[Given text Boundary: Start]
Similar to many exciting papers, this one creates more questions than it answers: there are two that I would like to highlight. First, in doing the study the authors had to make several design decisions, and it is important to understand how these results could change if the authors had made different — but still sensible — decisions. For example, teams were making forecasts about the USA between May 2020 and April 2021. This was an incredibly turbulent period that included the COVID-19 pandemic; the Black Lives Matter protests sparked by the murder of George Floyd; a presidential election during which the losing candidate refused to concede; and the 6 January riot at the US Capitol. How much would the results be different if people were predicting in a more stable time? On the one hand, a turbulent time could give social scientists an advantage, because this is a setting in which theory might be most valuable. On the other hand, one could wonder whether existing social theories would even apply in especially turbulent times. Ultimately, as Grossmann et al. note, more work is needed to understand how forecasting in turbulent times compares to forecasting in more stable times.

A second important question is what, if anything, these results tell us about other kinds of phenomena that social scientists might want to predict. In addition to predicting aggregate social trends, a social scientist might want to predict outcomes for individual people (that is, rather than predicting the birth rate, they might want to predict which specific people will give birth). Or social scientists might want to predict collective outcomes, such as whether a country will fall into civil war. I hope that future research can explore the similarities and differences between these various types of social predictions.

In addition to raising questions, there are two important misinterpretations of these results that we should try to avoid: one from social scientists and one from policy makers. Social scientists might conclude that their poor performance is proof that forecasting is a pointless task. In other words, if we are not good at it, then it cannot be important. This kind of thinking would be a mistake. Rather, I hope we — as a community — take the opposite approach. To me, the results of Grossmann et al. suggest that we should increase our efforts to rigorously measure and understand our ability — and inability — to predict the future.
[Given text Boundary: End]
> **Explore the material**:
1. Summarize the commentary on the forecasting study in two sentences.
2. According to the commentary on the forecasting study, during what period were the teams making forecasts about the USA?
[Given data Boundary: Start]
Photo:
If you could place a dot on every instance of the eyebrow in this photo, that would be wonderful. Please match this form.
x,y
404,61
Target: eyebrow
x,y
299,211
[Given data Boundary: End]
> **Solutions to each task**:
1. The commentary says the study raises two questions: whether its results, based on forecasts about the USA made during the turbulent period from May 2020 to April 2021, would differ in more stable times, and what they reveal about predicting other kinds of social outcomes, such as outcomes for individual people or collective events like civil war. It also warns social scientists against concluding from their poor performance that forecasting is pointless, and it calls instead for greater efforts to rigorously measure and understand the ability to predict the future.

2. Between May 2020 and April 2021.